▶ ОТРЫВОК
Хотя некоторые и продолжают рассказывать миф о Вульфе, стоит привести отрывок из письма, написанного им Амхёрсту 6 марта; когда он еще находился на открытых просторах Атлантики, преодолевая его в штормы и ураганы: «Если в результате несчастного случая на реке, сопротивления противника, из-за болезней, распространившихся в армии, или из-за ее уничтожения или какой-то иной причины мы обнаружим, что Квебек едва ли сможет оказаться у нас в руках (безусловно, сражаясь до последнего момента), я думаю поджечь город снарядами, уничтожить урожай, дома и скот и выше, и ниже города. По возможности больше канадцев следует отправить в Европу, оставив после себя голод и полное опустошение. Это хорошее решение – и очень христианское! Мы должны научить этих негодяев вести войну по-джентльменски».
На этом этапе план Вульфа заключался в том, чтобы высадиться около Квебека между рекой Сен-Шарль и Бопортом, наступая за Сен-Шарль.
После слияния рек Св. Лаврентия и Сен-Шарль вдоль северного берега имеется плоский участок суши длиной три мили. В деревне Бопорт начинаются горы, которые становятся круче и круче, поэтому река Монморанси низвергается мощным водопадом с одной отвесной струей с вершины скал высотой 300 футов. Водопад здесь представляет потрясающее зрелище. Похоже, что он наполнен не водой, а пенным молоком. Это ослепительная, вспененная, вращающаяся масса валов, бурунов и гребней, испускающая теплый серый туман из кипящего котла в самом низу. Любого наблюдателя потрясает неиссякаемое могущество Природы, это – главное впечатление от большого водопада.

▶ ДАННЫЕ ДЛЯ АНАЛИЗА
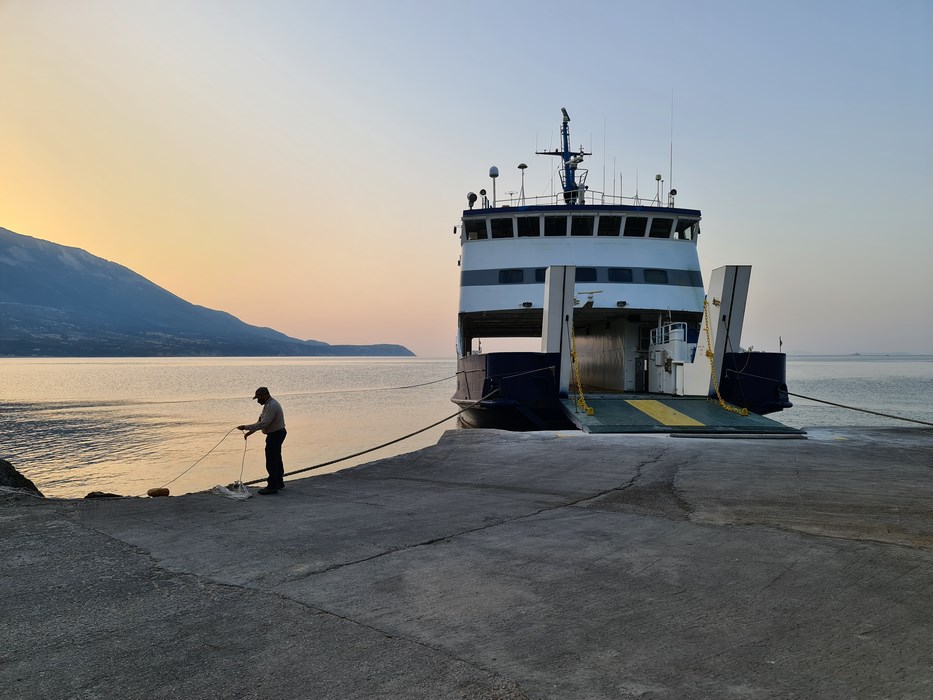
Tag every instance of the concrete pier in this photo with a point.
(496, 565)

...

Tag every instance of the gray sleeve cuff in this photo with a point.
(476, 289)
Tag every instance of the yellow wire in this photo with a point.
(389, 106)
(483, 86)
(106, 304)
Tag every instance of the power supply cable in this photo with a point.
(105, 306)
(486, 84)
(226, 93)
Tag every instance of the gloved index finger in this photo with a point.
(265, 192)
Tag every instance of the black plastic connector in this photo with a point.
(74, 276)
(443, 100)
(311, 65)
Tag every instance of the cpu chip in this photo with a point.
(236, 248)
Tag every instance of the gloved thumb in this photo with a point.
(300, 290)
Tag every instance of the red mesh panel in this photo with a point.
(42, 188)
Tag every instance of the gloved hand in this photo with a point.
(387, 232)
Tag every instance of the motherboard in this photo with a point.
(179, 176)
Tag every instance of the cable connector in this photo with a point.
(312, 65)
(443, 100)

--

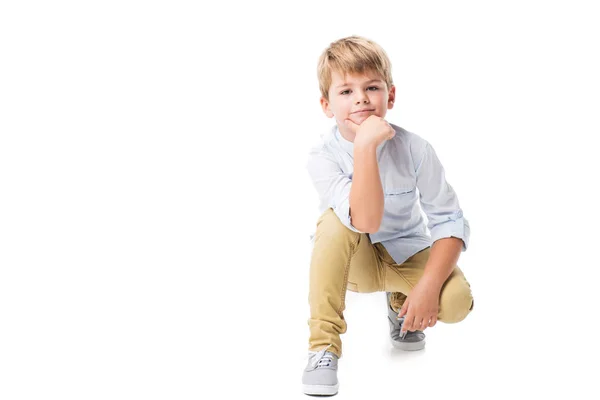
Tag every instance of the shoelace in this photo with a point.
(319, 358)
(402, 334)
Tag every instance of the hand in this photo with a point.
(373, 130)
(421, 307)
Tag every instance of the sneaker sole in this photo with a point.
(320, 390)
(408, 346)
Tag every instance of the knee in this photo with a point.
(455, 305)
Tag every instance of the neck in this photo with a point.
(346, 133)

▶ ЗАДАНИЕ
Продолжите текст о походе Вульфа на Квебек, начав сразу после его последнего предложения.

▶ ОТВЕТ
Монкальм и его лейтенанты решили, что атака, вероятно, произойдет в этом месте. Они предприняли соответствующие меры, хотя слишком поздно французский командующий согласился с шевалье де Леви (своим заместителем) в том, что необходимо укрепить весь фронт от реки Сен-Шарль до реки Монморанси.
Невероятно, но мощный участок, названный в честь шевалье (высоты Пуэнт-Леви за рекой Св. Лаврентия) всего в одной миле от Квебека, так и не был никогда укреплен. Но Монкальм обеспечил себя, по меньшей мере, второй линией обороны на западном берегу реки Сен-Шарль на тот случай, если французов оттеснят с берега Бопорта. Он также построил три моста через Сен-Шарль, которые можно было взорвать за отступающими войсками сразу же, как только они уйдут с восточного берега.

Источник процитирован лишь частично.